> _TASK ITEM_:
In your copy, include every record exactly and no pictures.

[Start of section]

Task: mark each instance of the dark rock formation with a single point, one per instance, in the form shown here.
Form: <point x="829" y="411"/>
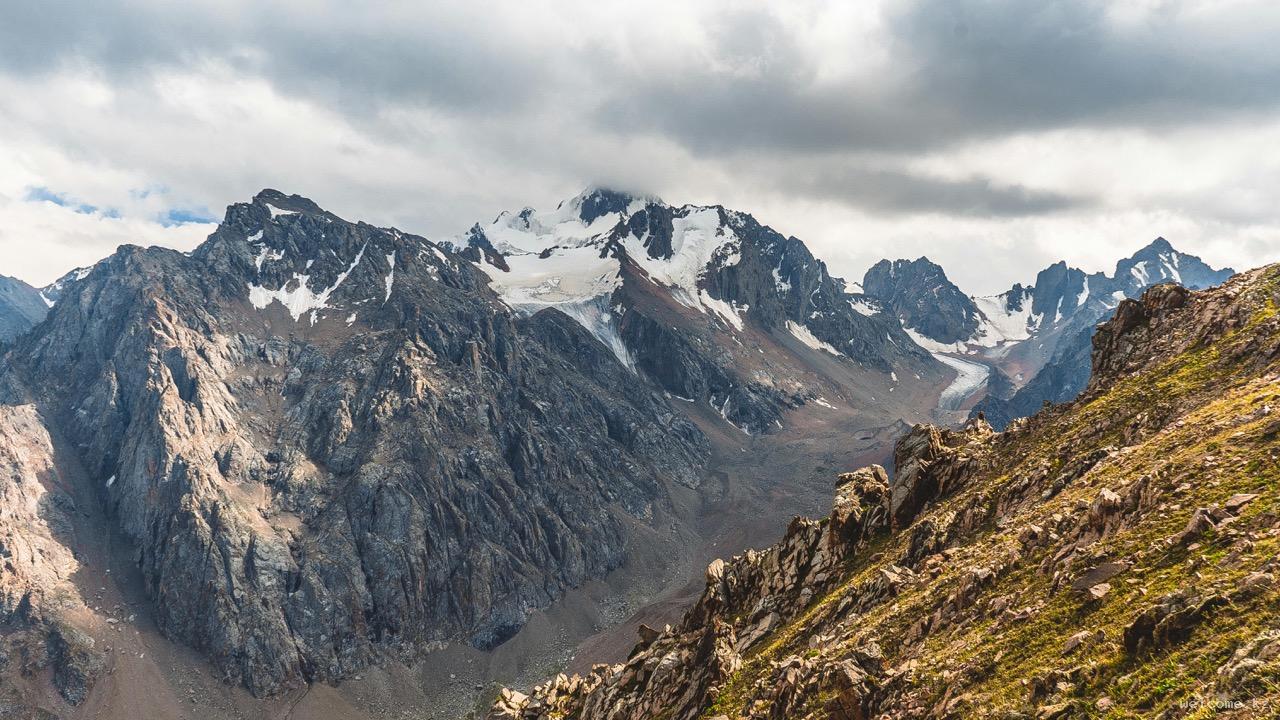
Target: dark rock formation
<point x="329" y="440"/>
<point x="21" y="308"/>
<point x="923" y="299"/>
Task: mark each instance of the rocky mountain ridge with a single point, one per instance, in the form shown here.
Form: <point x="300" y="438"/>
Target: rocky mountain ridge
<point x="327" y="446"/>
<point x="328" y="441"/>
<point x="1034" y="340"/>
<point x="684" y="294"/>
<point x="1112" y="556"/>
<point x="21" y="308"/>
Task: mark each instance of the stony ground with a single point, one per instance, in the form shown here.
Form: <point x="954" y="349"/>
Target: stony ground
<point x="1112" y="557"/>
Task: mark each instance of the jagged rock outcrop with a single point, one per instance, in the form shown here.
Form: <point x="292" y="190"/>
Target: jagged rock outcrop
<point x="1096" y="557"/>
<point x="330" y="441"/>
<point x="41" y="607"/>
<point x="753" y="596"/>
<point x="21" y="308"/>
<point x="1060" y="351"/>
<point x="923" y="299"/>
<point x="691" y="297"/>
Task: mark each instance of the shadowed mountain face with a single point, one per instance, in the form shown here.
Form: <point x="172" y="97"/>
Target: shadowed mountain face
<point x="21" y="308"/>
<point x="693" y="297"/>
<point x="325" y="436"/>
<point x="1036" y="336"/>
<point x="325" y="443"/>
<point x="1111" y="556"/>
<point x="920" y="295"/>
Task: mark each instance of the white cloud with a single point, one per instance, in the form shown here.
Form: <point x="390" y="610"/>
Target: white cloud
<point x="824" y="119"/>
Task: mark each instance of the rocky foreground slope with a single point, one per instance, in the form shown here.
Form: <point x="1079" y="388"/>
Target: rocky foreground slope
<point x="318" y="449"/>
<point x="1115" y="556"/>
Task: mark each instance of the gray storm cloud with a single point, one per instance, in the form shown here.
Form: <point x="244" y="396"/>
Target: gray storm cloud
<point x="914" y="123"/>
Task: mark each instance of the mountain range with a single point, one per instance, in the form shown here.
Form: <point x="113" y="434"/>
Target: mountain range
<point x="318" y="451"/>
<point x="1032" y="342"/>
<point x="1107" y="557"/>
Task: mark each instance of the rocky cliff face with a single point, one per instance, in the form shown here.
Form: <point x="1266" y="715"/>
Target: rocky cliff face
<point x="696" y="299"/>
<point x="1036" y="336"/>
<point x="923" y="299"/>
<point x="21" y="308"/>
<point x="329" y="440"/>
<point x="1115" y="555"/>
<point x="324" y="445"/>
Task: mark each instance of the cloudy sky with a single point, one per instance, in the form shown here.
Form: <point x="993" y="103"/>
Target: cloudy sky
<point x="993" y="136"/>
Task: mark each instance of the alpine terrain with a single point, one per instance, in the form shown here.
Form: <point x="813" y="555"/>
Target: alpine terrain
<point x="333" y="469"/>
<point x="1031" y="343"/>
<point x="1112" y="556"/>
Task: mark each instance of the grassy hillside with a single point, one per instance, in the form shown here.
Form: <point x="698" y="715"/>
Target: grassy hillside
<point x="1111" y="557"/>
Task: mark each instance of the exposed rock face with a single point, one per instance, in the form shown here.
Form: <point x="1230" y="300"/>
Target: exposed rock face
<point x="1045" y="572"/>
<point x="21" y="308"/>
<point x="40" y="606"/>
<point x="1060" y="351"/>
<point x="330" y="440"/>
<point x="920" y="295"/>
<point x="691" y="297"/>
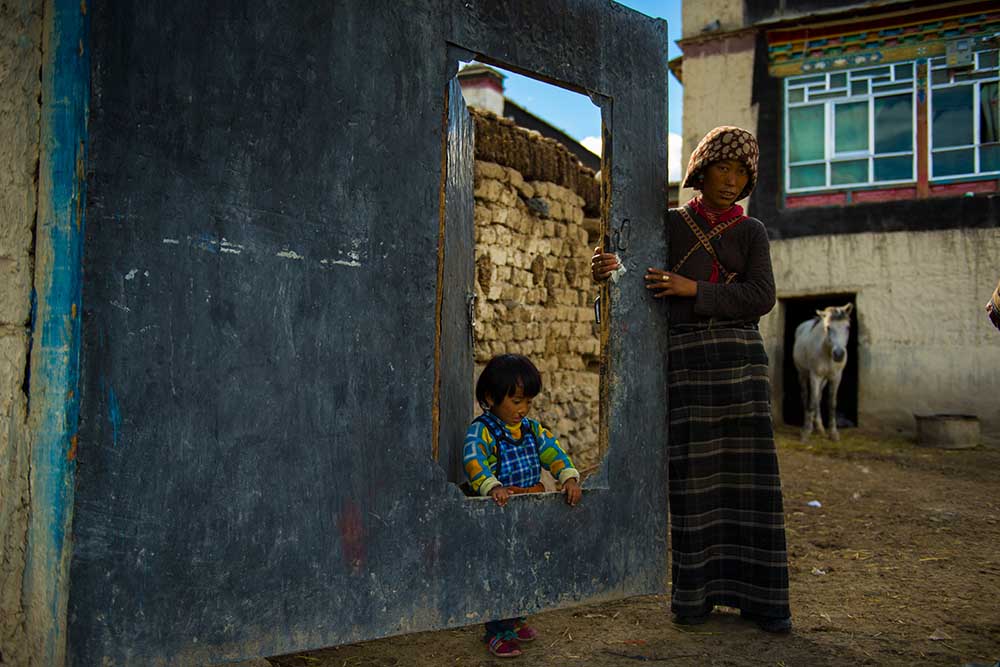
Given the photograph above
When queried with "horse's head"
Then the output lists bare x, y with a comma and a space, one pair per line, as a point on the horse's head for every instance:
837, 329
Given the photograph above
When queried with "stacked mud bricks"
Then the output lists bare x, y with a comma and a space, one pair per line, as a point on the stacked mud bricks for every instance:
534, 239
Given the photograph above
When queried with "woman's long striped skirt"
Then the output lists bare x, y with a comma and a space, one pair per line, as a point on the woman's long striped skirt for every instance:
726, 515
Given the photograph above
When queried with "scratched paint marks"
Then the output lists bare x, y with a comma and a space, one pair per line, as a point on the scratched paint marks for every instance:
352, 537
355, 256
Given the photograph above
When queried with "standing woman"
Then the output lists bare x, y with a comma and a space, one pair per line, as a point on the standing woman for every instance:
726, 515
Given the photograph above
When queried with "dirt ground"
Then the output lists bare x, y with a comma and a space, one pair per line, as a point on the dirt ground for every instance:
899, 566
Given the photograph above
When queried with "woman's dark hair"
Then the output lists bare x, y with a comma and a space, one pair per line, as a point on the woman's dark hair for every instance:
502, 376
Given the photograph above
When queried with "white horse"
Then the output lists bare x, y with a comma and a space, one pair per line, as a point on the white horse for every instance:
820, 354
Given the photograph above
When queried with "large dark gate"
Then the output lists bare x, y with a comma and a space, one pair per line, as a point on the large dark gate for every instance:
266, 333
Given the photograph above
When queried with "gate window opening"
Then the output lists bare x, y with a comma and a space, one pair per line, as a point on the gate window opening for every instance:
536, 211
798, 310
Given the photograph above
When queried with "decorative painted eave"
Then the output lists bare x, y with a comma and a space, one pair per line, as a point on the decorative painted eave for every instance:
800, 47
714, 36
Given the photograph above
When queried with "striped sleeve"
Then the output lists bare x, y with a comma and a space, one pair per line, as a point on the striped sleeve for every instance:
479, 460
553, 457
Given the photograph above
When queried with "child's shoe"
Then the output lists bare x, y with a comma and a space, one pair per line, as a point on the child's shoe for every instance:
524, 632
503, 647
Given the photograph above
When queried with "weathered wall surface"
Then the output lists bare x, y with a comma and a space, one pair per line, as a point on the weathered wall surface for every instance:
925, 345
20, 86
535, 297
718, 74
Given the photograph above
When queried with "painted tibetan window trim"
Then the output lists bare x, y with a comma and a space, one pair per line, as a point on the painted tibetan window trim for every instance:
834, 90
984, 72
831, 91
875, 195
905, 36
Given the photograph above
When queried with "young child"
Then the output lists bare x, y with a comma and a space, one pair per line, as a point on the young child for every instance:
504, 454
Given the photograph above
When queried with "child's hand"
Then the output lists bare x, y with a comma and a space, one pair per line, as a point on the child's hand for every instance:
573, 492
500, 495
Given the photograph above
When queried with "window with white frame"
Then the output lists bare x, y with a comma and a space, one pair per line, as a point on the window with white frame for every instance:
850, 128
964, 118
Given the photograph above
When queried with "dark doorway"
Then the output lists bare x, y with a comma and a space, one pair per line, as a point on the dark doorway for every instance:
798, 310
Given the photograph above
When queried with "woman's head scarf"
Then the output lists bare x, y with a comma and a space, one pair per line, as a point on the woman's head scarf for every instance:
724, 143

[End of section]

> _RESULT BELOW_:
Task: mark each instance of the dark rock formation with a single point, one per instance, in the form shown here.
Form: <point x="829" y="411"/>
Target: dark rock formation
<point x="329" y="440"/>
<point x="21" y="308"/>
<point x="923" y="299"/>
Task: mark each instance of the rocky mountain ridge with a single point, one per instance, in the form shown here.
Form: <point x="300" y="438"/>
Target: rocky mountain ridge
<point x="327" y="446"/>
<point x="328" y="441"/>
<point x="1034" y="340"/>
<point x="684" y="294"/>
<point x="1112" y="556"/>
<point x="21" y="308"/>
Task: mark each instance of the stony ground with a single point, one per instance, in the form shown here.
Form: <point x="954" y="349"/>
Target: stony ground
<point x="1112" y="557"/>
Task: mark each instance of the jagged rock outcrop with a single point, one per instance, in the form shown here.
Form: <point x="292" y="190"/>
Target: jagged rock outcrop
<point x="1096" y="557"/>
<point x="330" y="441"/>
<point x="41" y="607"/>
<point x="753" y="596"/>
<point x="21" y="308"/>
<point x="1060" y="351"/>
<point x="923" y="299"/>
<point x="691" y="297"/>
Task: mark each instance of the shadowed mountain face with a single point, one per instance, in the form shown here.
Form: <point x="172" y="97"/>
Target: shadowed mountain face
<point x="21" y="308"/>
<point x="693" y="297"/>
<point x="325" y="436"/>
<point x="1036" y="336"/>
<point x="325" y="443"/>
<point x="1111" y="556"/>
<point x="920" y="295"/>
Task: mark each instance of the white cloud with a single point, one per instance, in the form shown here.
Form: <point x="390" y="610"/>
Target: white cloud
<point x="824" y="119"/>
Task: mark each instance of the rocky foreground slope with a single point, one per instance, in the form shown here.
Form: <point x="1079" y="388"/>
Target: rocky foreground slope
<point x="318" y="449"/>
<point x="1115" y="556"/>
Task: mark each instance of the gray storm cloud with a single point, one per instance, in the form shown here.
Form: <point x="244" y="396"/>
Target: gray storm cloud
<point x="914" y="123"/>
Task: mark each instance of the mountain range with a single point, one per instance, in the form shown here.
Form: <point x="113" y="434"/>
Target: mountain range
<point x="318" y="451"/>
<point x="1032" y="342"/>
<point x="1107" y="557"/>
Task: mark each instance of the rocky cliff face with a single point, one per instance, in the form shown here.
Form: <point x="1266" y="715"/>
Target: rocky cliff face
<point x="696" y="299"/>
<point x="1036" y="336"/>
<point x="923" y="299"/>
<point x="21" y="308"/>
<point x="329" y="440"/>
<point x="1115" y="555"/>
<point x="324" y="445"/>
Task: mark each instance of the cloudy sky with a single point, one per instance, in the form shown here.
Form: <point x="993" y="103"/>
Target: cloudy sky
<point x="993" y="136"/>
Task: mark each instance of the alpine terrain with a single point, one per instance, in the form shown here.
Form: <point x="813" y="555"/>
Target: alpine terrain
<point x="333" y="469"/>
<point x="1031" y="343"/>
<point x="1112" y="556"/>
Task: mark each instance of the grassy hillside with a single point, one per instance, in the form shown here.
Form: <point x="698" y="715"/>
Target: grassy hillside
<point x="1111" y="557"/>
Task: mark each instance of the exposed rock face with a single point, one per instance, in the form shown here.
Form: <point x="1230" y="300"/>
Target: exposed rock face
<point x="1045" y="572"/>
<point x="21" y="308"/>
<point x="40" y="606"/>
<point x="1060" y="351"/>
<point x="330" y="440"/>
<point x="920" y="295"/>
<point x="691" y="297"/>
Given the photograph above
When queried with "horse's head"
Then the output lists bare x, y with a comma and a space, one pair per line, as a point on the horse's head for every instance:
837, 329
Given the photograph above
When queried with "stacked mud bricks"
Then the output lists bare x, y with a comma and a space, one pair per line, as a point on the stacked mud bricks for every instance:
534, 239
Given the photograph above
When queried with "woman's long striped skirt"
Then the output lists bare x, y with a comma and a space, one pair per line, as a point on the woman's long striped skirt for every instance:
726, 515
Given the photograph above
When queried with "scratched paint marks"
Then the output lists bare x, y with a comma and a space, one pair per line, as a point on the scratched paint marks for every instance:
352, 537
355, 256
Given the photograph above
When queried with "standing woman"
Then the output lists bare x, y with a comma and a space, one pair per line, as a point on the standing woman for every instance:
726, 515
Given the photograph above
When queried with "dirt ground"
Then the output lists bare x, y with a comma and a space, one pair per line, as a point on the dirt ground for every instance:
899, 566
Given the photograph above
When queried with "woman's dark hair"
Then the output lists bare x, y with a comma and a space, one pair per line, as a point on the woman's dark hair for every instance:
502, 376
Given the photograph above
When queried with "white horse"
Then the output lists bare x, y with a comma and a space, one pair per line, as a point on the white horse for every instance:
820, 354
Given the photograph above
When queried with "large dark gate"
Then the output lists bare x, y with a comma and a space, one pair per line, as a point on the large dark gate for every instance:
266, 333
Given the photograph above
When queried with "gate window opening"
Then the output lists bare x, y with a comma and a space, one pair per line, as a point on the gate window opening for every instance:
536, 211
798, 310
Given the photograph above
When queried with "decorative painted eave"
Then the output lists bare x, y with a comma and a space, one pair per line, as a point on the decorative painted eave for every instance:
800, 47
714, 36
Given the photograph above
When queried with "striped sleeve"
Then the output lists bare x, y with a comma and a space, one pair per line, as a point on the striped sleeve for every instance:
479, 460
553, 457
Given the photograph above
When queried with "child's shoe"
Then the output lists bare x, y with a comma and a space, one pair per line, as a point on the child's shoe for every instance:
524, 632
503, 647
Given the photograph above
When queried with "weathered wall surface"
Then the output lists bare x, y with a comma and a space, one pair per line, as a point on the weathered wall surface for every instance:
925, 345
20, 86
535, 297
718, 74
Given the photograph above
When queried with "painted tibetan window trim"
Then the output lists bare x, y with a comma and a space, one pair per line, as a point on the painted tibetan window trim for every instance:
834, 90
984, 72
831, 91
875, 195
905, 36
Given the photograph above
When queried with "young child"
Then the output lists bare x, y with a comma and a space, one pair per line, as a point on the young child for every instance:
504, 454
Given the photograph above
When queried with "child's hand"
Then the output lists bare x, y with a comma and a space, one pair per line, as a point on the child's hand for every instance:
573, 492
500, 495
Given the photograph above
When queried with "window with white frame"
Then the output lists bare x, y with a comma and a space, one pair per line, as a point on the window with white frame for every instance:
850, 128
964, 118
Given the photograph above
When queried with "dark doorway"
Then the output lists bare x, y with a comma and a space, one pair per line, as a point on the dark doorway for every instance:
798, 310
Given the photograph above
When queried with "woman's head scarf"
Then the output lists bare x, y with a comma and a space, one pair per line, as a point on the woman's head scarf for every instance:
724, 143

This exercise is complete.